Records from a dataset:
______________________________
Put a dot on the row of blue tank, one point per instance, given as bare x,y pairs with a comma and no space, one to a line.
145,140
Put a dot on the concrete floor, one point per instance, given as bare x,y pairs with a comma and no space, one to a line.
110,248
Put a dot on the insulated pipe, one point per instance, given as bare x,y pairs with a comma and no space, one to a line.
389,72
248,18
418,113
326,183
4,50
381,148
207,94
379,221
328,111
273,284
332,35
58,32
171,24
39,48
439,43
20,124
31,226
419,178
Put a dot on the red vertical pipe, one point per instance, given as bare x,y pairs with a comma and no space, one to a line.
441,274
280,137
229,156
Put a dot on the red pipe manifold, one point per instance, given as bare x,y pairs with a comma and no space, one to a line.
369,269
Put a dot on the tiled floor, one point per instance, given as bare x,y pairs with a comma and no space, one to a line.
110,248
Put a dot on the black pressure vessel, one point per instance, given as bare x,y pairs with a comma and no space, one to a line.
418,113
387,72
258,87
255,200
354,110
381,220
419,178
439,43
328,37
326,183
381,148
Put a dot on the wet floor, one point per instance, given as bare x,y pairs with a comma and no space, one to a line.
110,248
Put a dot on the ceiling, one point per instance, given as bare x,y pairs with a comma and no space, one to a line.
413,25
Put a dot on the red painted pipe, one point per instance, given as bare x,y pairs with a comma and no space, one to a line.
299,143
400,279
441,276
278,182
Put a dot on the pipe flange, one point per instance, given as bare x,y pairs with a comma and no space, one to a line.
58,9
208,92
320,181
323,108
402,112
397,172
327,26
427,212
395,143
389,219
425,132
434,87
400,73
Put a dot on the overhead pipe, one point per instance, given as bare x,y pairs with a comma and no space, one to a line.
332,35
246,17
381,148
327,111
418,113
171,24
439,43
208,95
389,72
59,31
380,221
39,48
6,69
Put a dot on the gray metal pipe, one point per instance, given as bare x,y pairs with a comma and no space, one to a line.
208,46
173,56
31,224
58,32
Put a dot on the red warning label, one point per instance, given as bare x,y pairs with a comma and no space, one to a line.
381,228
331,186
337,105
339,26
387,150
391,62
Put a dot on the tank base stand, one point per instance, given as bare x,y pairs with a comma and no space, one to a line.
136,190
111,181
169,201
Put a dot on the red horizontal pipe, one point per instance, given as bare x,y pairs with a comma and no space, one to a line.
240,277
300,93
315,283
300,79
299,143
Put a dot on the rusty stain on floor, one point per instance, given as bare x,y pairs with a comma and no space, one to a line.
______________________________
** What is being asked **
Rewrite every line of the records above as a JSON list of strings, with one string per line and any blank lines omitted.

** Response **
[
  "Put a dot on the row of blue tank, one point per instance, given as bare x,y pairs with a comma and no space, one to a line.",
  "145,140",
  "Put a dot on the concrete floor, one point per instance, given as bare x,y pairs with a comma and no space, one to a line.",
  "110,248",
  "Put a dot on the insulated pipe, one point per instance, given as bare x,y pairs with a comma and no space, one to a line.",
  "389,72",
  "248,18",
  "418,113",
  "326,183",
  "4,50",
  "381,148",
  "207,94",
  "379,221",
  "328,111",
  "273,284",
  "332,35",
  "58,32",
  "171,24",
  "39,48",
  "439,43",
  "20,124",
  "31,226",
  "419,178",
  "Put a dot on the red vertical pipe, one point per instance, given as bare x,y pairs with a comma and no space, one to a line.",
  "441,274",
  "280,137",
  "229,156",
  "Put a dot on the red pipe manifold, one point per instance, given as bare x,y pairs with a comma and no space, one to a line.",
  "369,269",
  "Put a dot on the tiled floor, one point per instance, given as bare x,y pairs with a comma and no space, one to a line.",
  "110,248",
  "Put a dot on the black pressure vessel, one point per instance, given as bare x,y pairs with a comma and no space, one to a line.",
  "418,113",
  "387,72",
  "258,87",
  "255,200",
  "354,110",
  "381,220",
  "419,178",
  "439,43",
  "328,37",
  "326,183",
  "381,148",
  "Put a dot on the wet floor, one point per instance, given as bare x,y pairs with a comma and no space, one to a line.",
  "110,248",
  "Put a dot on the ceiling, one point per instance, given as bare x,y pairs with a comma and no space, one to a line.",
  "413,25",
  "Put a dot on the red painted pipe, one point per instance, given as bare x,y pairs with a comma and no space, one to a line.",
  "299,143",
  "400,279",
  "441,276",
  "278,182",
  "Put a dot on the pipe flange, one point per instance, given as bare x,y pairs with a comma and no space, one to a line.",
  "58,9",
  "208,92",
  "320,181",
  "323,108",
  "402,112",
  "397,172",
  "327,26",
  "427,212",
  "395,143",
  "389,219",
  "425,132",
  "434,87",
  "400,73",
  "Put a dot on the overhead pipe, one point per instance, given as bare x,y pairs with a comma and no space, one to a line.",
  "332,35",
  "246,17",
  "381,148",
  "327,111",
  "418,113",
  "171,24",
  "439,43",
  "208,95",
  "389,72",
  "59,31",
  "380,221",
  "39,48",
  "6,69",
  "Put a dot on the gray metal pipe, one point per instance, given as bare x,y pairs with a comma and no space, one to a line.",
  "208,46",
  "173,56",
  "31,224",
  "58,32",
  "Put a dot on the red warning label, one point per instance, given as bare x,y pairs with a comma and no space, one to a line.",
  "381,228",
  "331,186",
  "337,105",
  "339,26",
  "387,150",
  "391,62",
  "Put a dot on the tank base stand, one point per instance, given as bare x,y pairs with a comma and no space, one to a line.",
  "136,190",
  "111,181",
  "169,201",
  "Put a dot on the red horizontal pipe, one point per instance, given as bare x,y pairs with a comma and no space, one to a line.",
  "240,277",
  "300,93",
  "315,283",
  "300,79",
  "299,143",
  "Put a dot on the rusty stain on floor, one point per instance, given as bare x,y pairs with a comma and no space, one to a line."
]